▶ LISTED RECORDS
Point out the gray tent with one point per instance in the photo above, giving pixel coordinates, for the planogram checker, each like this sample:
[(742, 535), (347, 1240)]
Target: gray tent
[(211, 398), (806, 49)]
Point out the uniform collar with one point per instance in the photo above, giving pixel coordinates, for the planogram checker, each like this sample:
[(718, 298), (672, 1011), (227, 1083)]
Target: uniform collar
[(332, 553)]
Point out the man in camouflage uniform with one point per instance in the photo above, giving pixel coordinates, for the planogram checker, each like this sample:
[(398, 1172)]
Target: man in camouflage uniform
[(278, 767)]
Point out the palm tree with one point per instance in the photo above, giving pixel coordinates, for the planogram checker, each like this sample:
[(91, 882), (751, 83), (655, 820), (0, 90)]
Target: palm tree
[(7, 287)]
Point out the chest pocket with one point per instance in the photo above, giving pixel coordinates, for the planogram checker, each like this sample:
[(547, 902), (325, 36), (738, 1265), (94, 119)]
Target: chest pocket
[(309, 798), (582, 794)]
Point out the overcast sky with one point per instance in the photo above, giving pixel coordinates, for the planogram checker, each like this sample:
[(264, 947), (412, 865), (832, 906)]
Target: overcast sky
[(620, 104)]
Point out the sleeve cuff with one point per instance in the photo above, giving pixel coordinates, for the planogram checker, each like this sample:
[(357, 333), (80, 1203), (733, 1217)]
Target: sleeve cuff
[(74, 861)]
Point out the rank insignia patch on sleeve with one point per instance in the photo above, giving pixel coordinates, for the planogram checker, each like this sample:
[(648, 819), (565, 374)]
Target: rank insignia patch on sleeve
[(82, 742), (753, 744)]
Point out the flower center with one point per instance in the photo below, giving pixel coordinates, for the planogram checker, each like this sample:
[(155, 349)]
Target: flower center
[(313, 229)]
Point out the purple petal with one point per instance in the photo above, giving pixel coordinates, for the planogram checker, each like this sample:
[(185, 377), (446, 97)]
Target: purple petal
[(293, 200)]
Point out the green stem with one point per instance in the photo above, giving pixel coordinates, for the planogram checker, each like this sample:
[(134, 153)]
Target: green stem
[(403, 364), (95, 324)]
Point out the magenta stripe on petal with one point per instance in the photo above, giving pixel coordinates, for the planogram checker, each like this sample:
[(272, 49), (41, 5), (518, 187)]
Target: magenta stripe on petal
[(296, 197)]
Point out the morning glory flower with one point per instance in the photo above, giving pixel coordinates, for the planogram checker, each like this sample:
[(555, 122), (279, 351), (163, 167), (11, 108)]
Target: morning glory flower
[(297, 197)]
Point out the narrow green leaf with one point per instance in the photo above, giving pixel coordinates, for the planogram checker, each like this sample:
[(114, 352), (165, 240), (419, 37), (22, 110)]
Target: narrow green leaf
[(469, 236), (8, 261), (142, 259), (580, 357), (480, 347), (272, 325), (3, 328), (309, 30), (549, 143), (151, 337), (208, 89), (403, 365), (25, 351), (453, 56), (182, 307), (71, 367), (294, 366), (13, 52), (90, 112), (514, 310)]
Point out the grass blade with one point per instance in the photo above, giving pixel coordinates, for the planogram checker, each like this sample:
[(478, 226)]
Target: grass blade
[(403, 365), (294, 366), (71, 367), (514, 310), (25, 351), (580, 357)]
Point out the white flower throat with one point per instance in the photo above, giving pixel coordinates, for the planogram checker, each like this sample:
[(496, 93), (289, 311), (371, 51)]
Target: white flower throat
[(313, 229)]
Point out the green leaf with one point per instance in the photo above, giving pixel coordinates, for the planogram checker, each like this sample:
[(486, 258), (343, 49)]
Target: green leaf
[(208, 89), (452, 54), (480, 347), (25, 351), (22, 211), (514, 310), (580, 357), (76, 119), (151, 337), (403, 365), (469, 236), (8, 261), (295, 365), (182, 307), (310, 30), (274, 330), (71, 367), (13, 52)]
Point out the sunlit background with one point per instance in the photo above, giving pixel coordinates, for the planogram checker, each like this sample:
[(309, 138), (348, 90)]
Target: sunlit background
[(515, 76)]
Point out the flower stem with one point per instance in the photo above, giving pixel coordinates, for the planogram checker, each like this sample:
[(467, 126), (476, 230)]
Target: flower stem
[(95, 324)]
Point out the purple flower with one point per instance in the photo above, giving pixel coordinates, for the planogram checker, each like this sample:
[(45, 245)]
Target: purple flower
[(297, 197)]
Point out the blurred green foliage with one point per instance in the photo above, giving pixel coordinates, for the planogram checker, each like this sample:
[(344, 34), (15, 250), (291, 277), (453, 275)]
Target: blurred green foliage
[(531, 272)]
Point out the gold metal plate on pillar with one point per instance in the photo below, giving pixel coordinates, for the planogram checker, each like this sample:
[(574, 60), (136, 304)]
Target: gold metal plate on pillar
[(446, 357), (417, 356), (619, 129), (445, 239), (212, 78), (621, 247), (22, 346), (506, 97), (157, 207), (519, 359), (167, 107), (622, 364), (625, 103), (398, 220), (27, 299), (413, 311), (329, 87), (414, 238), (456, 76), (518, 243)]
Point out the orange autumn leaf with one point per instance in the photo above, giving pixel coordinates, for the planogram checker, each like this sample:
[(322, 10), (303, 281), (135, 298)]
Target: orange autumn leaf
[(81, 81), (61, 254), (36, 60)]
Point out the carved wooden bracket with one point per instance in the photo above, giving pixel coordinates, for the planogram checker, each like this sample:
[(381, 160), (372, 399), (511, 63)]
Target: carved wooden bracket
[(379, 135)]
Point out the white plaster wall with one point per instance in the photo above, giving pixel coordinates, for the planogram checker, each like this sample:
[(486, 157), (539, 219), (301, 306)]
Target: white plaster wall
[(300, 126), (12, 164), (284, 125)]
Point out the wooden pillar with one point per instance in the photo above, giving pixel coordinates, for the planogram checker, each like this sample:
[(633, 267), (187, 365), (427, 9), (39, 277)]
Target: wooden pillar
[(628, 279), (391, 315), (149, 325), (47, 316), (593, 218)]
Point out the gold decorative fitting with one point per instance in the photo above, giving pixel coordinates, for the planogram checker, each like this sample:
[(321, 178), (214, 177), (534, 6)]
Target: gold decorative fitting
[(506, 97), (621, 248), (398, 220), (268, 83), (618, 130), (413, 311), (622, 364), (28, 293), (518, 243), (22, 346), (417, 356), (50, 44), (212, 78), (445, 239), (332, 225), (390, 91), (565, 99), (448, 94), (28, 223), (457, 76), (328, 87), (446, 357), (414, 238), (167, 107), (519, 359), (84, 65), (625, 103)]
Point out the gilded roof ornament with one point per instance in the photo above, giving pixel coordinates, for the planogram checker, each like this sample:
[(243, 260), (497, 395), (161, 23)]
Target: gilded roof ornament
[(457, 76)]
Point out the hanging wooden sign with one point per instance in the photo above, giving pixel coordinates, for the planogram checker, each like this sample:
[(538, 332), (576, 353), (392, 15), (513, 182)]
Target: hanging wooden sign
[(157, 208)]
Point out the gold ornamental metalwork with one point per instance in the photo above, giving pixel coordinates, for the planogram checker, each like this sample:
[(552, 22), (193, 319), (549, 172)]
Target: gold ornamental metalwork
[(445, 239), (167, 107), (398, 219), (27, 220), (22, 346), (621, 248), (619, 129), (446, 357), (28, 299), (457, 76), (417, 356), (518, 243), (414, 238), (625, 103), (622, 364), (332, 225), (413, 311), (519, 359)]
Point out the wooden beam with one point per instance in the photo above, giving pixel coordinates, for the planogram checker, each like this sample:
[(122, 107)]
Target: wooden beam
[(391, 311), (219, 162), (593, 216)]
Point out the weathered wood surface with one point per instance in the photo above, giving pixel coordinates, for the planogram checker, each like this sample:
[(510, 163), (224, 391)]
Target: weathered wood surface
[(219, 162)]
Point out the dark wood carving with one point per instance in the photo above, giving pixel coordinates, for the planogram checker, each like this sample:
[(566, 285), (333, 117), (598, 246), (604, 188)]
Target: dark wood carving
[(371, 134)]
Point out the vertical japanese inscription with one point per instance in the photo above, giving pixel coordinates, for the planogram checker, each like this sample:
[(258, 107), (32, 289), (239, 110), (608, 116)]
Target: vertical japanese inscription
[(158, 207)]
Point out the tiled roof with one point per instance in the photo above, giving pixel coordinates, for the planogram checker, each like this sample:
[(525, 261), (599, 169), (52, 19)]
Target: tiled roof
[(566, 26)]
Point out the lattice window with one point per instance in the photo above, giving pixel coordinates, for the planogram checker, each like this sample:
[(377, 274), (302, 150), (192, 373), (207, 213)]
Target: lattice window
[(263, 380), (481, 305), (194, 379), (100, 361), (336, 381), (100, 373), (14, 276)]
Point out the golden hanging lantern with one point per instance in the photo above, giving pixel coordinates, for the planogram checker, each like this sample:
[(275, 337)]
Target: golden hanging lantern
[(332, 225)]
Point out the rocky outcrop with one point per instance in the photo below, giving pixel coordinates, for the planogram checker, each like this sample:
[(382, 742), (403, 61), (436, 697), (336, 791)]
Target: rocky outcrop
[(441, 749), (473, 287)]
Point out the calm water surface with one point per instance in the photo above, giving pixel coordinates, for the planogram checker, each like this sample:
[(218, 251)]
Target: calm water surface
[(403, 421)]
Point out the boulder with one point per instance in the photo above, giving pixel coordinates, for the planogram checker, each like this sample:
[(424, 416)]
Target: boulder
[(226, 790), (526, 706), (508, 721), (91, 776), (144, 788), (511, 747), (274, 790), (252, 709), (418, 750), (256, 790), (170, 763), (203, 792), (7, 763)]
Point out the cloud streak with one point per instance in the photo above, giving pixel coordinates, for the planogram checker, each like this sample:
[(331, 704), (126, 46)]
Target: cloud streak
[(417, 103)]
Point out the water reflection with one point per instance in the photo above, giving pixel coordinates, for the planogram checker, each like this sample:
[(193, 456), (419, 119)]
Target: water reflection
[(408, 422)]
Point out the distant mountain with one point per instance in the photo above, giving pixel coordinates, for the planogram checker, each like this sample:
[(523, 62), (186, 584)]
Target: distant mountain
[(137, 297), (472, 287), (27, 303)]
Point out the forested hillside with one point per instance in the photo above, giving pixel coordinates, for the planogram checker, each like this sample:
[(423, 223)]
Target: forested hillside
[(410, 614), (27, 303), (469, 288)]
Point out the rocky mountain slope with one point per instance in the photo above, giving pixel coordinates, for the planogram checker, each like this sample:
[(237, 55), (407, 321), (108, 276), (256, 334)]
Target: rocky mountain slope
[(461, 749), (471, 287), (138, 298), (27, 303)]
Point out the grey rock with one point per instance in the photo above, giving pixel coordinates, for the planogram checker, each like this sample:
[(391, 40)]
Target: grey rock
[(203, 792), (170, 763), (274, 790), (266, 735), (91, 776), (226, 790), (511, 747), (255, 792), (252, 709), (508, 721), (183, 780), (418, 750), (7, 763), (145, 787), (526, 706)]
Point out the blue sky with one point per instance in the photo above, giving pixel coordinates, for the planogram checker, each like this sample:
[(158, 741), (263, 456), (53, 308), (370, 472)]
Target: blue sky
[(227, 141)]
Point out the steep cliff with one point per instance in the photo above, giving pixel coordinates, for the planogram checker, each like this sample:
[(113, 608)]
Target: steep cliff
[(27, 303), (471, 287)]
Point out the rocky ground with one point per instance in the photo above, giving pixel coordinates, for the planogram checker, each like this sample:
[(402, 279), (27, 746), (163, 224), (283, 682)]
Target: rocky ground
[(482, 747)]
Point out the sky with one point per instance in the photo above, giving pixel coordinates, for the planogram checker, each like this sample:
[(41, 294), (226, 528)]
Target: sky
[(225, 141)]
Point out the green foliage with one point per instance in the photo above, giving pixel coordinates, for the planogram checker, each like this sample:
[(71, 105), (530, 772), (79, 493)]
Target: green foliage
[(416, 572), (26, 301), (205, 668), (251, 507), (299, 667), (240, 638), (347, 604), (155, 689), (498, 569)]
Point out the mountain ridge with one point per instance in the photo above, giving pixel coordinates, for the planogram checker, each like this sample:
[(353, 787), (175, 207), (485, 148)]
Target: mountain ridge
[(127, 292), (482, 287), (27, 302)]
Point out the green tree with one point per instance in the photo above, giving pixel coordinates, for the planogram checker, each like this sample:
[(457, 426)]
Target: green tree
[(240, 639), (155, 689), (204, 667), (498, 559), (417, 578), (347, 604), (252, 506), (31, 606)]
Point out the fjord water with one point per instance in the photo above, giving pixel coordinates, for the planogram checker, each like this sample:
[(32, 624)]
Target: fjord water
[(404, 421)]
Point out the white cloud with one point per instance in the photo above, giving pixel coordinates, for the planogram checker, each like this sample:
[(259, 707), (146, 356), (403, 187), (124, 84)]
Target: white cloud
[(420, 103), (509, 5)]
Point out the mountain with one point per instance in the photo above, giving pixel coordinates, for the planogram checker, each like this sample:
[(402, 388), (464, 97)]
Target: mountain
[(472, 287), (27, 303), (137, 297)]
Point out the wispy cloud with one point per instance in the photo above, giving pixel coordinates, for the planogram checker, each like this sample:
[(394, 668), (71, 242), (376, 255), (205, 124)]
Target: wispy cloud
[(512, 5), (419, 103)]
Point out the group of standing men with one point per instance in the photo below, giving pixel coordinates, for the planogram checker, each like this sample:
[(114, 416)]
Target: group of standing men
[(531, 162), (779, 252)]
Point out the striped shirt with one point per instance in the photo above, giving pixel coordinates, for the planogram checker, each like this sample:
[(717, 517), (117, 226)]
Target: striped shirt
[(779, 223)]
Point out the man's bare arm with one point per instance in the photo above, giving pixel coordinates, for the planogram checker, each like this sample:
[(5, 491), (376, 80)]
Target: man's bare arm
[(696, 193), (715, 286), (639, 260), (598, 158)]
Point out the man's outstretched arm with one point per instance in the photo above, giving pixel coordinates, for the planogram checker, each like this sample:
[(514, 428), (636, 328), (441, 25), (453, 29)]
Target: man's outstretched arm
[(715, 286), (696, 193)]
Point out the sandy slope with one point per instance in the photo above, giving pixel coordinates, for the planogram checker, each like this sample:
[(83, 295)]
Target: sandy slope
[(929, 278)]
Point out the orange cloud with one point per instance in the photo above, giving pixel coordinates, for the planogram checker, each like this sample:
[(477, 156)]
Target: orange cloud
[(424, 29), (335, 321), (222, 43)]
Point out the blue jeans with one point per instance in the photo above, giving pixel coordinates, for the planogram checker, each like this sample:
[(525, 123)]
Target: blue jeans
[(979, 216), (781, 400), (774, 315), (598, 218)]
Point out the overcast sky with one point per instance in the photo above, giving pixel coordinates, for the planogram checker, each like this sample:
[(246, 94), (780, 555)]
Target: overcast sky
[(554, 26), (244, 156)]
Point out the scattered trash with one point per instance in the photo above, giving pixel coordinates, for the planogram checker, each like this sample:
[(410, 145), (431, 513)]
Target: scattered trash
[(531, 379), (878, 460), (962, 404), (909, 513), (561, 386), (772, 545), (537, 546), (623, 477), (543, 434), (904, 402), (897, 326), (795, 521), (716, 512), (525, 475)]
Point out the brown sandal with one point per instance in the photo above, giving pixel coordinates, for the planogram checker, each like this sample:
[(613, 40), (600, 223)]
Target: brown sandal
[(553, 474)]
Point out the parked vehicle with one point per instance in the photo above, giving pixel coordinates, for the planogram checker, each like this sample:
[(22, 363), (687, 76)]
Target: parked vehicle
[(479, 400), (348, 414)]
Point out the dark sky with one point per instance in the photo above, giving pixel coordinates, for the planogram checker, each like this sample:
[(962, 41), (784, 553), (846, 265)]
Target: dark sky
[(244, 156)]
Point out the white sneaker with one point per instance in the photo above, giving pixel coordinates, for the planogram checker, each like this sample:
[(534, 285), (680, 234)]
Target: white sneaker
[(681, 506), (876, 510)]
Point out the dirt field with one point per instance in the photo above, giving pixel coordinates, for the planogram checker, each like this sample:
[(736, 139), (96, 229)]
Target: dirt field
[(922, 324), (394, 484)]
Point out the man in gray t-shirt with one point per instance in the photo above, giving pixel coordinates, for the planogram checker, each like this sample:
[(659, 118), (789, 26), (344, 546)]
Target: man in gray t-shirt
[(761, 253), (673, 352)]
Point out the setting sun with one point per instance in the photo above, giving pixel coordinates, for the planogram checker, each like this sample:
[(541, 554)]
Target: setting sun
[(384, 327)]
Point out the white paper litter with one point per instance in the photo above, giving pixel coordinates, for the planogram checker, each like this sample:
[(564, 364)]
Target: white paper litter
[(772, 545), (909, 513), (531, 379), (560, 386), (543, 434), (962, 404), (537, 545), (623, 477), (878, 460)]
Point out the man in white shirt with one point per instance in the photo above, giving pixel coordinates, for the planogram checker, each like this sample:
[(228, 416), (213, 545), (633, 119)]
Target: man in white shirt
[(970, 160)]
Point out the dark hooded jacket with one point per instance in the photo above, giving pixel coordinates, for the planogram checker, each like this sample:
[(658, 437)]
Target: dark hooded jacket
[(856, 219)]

▶ GIVEN INSTRUCTION
Rewrite the rows starting at the line containing "Point out the sandy" and ending at the line containing "[(929, 278)]", requests included, raising every number in the answer coordinates by 47.

▶ TASK RESPONSE
Point out the sandy slope with one point per instance in the photo above, giving pixel coordinates, for the planogram checker, each like this sample:
[(83, 295)]
Target: sandy slope
[(976, 325)]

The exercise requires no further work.